Recorded information
══════════════════════════════
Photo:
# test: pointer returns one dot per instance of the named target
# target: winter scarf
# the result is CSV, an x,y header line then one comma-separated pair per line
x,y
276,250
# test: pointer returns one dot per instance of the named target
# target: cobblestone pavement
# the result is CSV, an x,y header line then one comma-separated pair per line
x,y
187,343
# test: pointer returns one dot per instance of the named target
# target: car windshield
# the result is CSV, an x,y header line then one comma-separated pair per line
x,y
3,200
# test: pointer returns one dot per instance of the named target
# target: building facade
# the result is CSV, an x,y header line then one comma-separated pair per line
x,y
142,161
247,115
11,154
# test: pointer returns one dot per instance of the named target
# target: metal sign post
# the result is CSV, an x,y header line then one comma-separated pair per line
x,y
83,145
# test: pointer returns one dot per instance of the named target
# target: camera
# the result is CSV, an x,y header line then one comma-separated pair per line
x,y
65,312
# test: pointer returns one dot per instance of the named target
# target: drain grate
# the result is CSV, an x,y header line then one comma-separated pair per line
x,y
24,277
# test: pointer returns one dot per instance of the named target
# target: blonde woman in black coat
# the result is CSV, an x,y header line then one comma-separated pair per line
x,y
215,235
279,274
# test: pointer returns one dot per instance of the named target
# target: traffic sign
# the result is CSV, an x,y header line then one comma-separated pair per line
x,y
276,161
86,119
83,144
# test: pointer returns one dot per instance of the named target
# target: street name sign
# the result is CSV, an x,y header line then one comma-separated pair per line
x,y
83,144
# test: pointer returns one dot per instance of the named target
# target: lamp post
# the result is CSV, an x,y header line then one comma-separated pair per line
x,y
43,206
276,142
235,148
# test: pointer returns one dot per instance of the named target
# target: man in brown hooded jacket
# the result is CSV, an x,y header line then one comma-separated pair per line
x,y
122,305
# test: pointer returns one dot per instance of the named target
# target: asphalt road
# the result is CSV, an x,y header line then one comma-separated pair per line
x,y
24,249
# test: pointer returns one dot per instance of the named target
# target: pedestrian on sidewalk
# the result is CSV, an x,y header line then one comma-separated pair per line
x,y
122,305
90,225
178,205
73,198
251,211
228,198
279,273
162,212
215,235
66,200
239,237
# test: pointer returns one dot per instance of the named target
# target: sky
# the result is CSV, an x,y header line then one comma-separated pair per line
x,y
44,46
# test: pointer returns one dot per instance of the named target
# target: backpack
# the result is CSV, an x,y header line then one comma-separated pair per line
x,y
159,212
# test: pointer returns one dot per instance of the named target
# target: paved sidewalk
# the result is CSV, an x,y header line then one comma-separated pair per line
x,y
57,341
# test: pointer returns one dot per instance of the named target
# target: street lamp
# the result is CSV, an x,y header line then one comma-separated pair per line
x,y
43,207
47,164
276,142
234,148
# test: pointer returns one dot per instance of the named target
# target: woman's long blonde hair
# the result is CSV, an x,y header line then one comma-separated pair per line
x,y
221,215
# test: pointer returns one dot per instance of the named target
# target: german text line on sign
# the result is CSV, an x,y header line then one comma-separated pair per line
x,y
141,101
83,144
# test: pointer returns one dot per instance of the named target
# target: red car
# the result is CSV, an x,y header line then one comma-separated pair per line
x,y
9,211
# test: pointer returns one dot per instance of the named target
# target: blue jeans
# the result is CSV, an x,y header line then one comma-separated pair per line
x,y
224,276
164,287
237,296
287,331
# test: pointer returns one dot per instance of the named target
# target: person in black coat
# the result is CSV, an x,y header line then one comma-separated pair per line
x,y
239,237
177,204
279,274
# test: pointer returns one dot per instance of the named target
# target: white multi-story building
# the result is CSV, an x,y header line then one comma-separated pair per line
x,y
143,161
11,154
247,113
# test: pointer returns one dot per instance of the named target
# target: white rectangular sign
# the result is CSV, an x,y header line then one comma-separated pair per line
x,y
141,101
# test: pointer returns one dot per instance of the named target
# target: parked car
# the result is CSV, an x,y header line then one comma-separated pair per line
══════════════════════════════
Work to complete
Once you find the line with "# target: pedestrian on sidewalk" in the entries above, output it and each line after it up to and including the line with "# target: backpack", and nothing else.

Answer
# target: pedestrian on sidewalk
# the result is CSV, an x,y header line then one comma-separated pair per line
x,y
122,305
90,225
178,205
73,198
251,211
228,198
279,273
162,212
215,235
66,200
239,237
# test: pointer returns one dot per instance of the named target
# target: sky
# the result is CSV, an x,y header line then one comma-separated pair per line
x,y
44,46
# test: pointer returns one dot per instance of the named target
# target: backpack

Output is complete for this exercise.